To do:
Search the material for the word "tank" and copy each line that holds it.

Input for this task:
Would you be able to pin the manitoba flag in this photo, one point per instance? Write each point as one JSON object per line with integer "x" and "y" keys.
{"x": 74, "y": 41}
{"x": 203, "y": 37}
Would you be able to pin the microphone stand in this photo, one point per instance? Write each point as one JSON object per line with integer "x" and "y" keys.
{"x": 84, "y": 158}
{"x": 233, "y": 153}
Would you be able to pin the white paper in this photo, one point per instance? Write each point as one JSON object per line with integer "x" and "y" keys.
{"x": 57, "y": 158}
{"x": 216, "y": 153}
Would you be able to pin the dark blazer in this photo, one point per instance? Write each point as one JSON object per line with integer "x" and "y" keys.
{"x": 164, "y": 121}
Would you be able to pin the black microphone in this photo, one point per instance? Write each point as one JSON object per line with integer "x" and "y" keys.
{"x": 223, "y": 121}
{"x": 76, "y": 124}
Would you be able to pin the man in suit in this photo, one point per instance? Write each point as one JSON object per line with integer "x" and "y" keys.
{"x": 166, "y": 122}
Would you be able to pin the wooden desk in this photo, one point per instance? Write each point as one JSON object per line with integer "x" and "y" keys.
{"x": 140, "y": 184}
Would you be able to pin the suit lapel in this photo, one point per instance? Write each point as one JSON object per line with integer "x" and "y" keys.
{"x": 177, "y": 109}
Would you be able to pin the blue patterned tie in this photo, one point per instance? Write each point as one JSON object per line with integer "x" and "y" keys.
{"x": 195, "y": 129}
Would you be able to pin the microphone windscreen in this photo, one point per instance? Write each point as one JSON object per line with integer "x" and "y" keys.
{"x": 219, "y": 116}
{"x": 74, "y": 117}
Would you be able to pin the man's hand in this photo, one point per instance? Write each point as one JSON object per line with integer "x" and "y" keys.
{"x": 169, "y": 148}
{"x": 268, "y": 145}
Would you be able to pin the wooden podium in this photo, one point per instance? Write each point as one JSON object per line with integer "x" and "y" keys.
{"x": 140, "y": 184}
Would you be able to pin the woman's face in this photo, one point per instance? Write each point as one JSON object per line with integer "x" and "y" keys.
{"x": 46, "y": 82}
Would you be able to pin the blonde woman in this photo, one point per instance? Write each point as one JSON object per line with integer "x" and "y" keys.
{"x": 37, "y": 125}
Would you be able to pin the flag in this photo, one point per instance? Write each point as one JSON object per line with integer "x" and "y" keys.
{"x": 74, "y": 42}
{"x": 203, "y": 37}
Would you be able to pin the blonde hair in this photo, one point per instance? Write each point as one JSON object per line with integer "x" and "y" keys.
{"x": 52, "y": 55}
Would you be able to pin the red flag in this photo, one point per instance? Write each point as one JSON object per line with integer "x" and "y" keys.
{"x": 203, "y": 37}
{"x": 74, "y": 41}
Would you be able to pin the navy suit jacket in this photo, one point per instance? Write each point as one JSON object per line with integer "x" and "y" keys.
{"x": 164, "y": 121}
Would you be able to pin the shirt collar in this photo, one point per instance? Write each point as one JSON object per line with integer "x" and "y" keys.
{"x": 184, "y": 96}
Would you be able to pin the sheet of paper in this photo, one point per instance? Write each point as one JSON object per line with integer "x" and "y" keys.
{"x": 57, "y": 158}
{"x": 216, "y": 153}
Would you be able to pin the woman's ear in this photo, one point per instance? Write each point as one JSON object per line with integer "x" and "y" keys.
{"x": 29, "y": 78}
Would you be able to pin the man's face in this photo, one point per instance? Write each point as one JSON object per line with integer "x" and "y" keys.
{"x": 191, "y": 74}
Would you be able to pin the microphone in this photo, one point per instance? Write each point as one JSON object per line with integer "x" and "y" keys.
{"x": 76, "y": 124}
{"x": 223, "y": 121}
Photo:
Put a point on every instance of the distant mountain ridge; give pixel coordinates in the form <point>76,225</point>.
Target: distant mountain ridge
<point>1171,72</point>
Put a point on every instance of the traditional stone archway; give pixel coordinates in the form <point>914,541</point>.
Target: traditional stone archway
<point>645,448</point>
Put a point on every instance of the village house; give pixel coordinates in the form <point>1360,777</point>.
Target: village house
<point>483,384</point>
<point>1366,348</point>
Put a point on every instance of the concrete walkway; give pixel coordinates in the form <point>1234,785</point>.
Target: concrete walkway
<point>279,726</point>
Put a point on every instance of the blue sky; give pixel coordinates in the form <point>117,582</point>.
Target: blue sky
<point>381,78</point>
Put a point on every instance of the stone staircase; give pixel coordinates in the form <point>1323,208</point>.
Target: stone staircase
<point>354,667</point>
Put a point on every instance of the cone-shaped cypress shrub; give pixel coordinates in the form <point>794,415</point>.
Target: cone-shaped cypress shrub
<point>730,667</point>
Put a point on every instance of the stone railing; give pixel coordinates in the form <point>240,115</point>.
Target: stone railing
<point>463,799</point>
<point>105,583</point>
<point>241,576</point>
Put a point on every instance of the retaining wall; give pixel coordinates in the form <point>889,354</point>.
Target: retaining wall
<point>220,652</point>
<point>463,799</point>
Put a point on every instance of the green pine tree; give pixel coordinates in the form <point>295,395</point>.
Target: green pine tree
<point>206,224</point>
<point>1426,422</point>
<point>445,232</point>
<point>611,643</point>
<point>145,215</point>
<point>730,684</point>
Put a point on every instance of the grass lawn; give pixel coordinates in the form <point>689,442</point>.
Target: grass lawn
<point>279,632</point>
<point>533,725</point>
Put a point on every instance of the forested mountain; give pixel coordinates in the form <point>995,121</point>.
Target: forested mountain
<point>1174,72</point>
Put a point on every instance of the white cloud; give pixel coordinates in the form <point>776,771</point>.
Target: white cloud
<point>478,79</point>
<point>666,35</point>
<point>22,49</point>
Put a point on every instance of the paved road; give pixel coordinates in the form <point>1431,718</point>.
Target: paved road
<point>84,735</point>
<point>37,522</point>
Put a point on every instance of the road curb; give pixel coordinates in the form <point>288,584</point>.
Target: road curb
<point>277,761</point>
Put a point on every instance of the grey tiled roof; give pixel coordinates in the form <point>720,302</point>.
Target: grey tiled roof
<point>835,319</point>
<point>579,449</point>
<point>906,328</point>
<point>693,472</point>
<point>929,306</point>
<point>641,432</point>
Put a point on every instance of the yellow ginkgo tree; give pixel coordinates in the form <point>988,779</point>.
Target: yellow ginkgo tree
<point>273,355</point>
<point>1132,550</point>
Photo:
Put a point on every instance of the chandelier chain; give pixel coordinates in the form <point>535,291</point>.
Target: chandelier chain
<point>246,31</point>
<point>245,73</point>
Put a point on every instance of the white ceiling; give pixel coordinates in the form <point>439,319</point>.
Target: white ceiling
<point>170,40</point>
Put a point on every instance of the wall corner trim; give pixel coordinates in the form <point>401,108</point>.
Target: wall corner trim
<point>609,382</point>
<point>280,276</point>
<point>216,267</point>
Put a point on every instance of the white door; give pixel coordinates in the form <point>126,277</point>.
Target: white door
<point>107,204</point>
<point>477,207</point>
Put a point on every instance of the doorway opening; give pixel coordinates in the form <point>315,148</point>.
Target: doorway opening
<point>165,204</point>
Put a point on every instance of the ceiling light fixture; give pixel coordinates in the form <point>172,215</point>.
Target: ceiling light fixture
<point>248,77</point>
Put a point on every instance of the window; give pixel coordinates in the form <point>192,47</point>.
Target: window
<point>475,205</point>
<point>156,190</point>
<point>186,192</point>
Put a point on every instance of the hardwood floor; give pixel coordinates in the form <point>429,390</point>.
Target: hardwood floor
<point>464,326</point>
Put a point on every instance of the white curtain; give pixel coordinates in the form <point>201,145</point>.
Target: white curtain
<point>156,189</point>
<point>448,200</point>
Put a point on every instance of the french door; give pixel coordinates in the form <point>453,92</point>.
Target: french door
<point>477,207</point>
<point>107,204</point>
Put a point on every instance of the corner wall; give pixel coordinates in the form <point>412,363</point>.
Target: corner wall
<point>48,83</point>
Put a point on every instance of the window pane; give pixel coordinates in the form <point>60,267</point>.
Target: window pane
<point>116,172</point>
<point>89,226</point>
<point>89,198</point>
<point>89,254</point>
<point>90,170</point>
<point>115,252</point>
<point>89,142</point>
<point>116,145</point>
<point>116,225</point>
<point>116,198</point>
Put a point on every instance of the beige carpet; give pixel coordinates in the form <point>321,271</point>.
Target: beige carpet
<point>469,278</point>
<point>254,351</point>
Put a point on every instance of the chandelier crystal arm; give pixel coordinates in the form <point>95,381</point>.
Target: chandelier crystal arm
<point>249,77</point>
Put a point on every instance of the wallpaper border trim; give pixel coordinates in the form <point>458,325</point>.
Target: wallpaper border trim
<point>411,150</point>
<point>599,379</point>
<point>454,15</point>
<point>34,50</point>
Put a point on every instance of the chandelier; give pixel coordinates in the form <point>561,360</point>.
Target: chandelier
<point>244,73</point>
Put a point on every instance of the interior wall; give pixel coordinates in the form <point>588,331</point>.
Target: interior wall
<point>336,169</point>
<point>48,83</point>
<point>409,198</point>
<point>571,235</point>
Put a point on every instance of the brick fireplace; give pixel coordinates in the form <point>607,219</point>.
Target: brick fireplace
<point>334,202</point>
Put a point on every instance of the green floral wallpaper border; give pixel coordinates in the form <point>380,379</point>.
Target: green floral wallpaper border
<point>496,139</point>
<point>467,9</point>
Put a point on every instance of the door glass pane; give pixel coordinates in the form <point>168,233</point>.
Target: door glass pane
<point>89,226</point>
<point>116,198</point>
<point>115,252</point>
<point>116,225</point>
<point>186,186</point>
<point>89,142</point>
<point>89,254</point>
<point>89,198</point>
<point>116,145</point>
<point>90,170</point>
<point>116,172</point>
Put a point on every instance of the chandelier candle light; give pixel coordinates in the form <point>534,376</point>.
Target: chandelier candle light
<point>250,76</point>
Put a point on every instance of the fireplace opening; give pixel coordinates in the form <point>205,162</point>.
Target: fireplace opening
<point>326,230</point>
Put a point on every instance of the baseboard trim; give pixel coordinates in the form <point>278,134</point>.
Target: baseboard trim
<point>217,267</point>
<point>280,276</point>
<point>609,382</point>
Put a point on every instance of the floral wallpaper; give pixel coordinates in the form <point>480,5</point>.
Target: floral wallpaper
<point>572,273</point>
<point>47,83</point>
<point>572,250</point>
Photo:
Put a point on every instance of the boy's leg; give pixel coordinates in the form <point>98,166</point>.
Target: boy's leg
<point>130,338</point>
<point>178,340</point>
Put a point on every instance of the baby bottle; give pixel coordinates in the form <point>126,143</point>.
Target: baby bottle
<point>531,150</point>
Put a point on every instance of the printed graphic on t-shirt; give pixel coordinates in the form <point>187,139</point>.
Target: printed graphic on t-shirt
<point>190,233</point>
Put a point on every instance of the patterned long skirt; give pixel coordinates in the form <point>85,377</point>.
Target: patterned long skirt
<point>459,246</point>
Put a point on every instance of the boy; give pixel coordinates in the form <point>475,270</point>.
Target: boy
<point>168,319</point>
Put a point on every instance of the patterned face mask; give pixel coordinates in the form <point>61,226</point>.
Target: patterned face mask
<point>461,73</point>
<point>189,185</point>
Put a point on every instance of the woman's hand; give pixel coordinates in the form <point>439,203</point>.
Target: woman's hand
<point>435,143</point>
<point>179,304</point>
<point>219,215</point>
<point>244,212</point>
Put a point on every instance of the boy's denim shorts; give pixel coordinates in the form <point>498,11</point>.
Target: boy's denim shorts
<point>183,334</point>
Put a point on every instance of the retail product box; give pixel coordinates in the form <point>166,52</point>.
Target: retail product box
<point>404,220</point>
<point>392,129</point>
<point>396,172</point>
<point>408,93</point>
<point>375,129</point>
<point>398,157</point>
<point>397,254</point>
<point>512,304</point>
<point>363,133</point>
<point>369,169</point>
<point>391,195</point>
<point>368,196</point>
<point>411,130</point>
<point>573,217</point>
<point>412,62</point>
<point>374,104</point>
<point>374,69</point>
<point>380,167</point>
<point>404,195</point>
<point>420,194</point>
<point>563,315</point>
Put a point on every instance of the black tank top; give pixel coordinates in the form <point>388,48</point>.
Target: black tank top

Answer below:
Put a point on every instance of the black tank top; give pixel coordinates in the form <point>388,48</point>.
Target: black tank top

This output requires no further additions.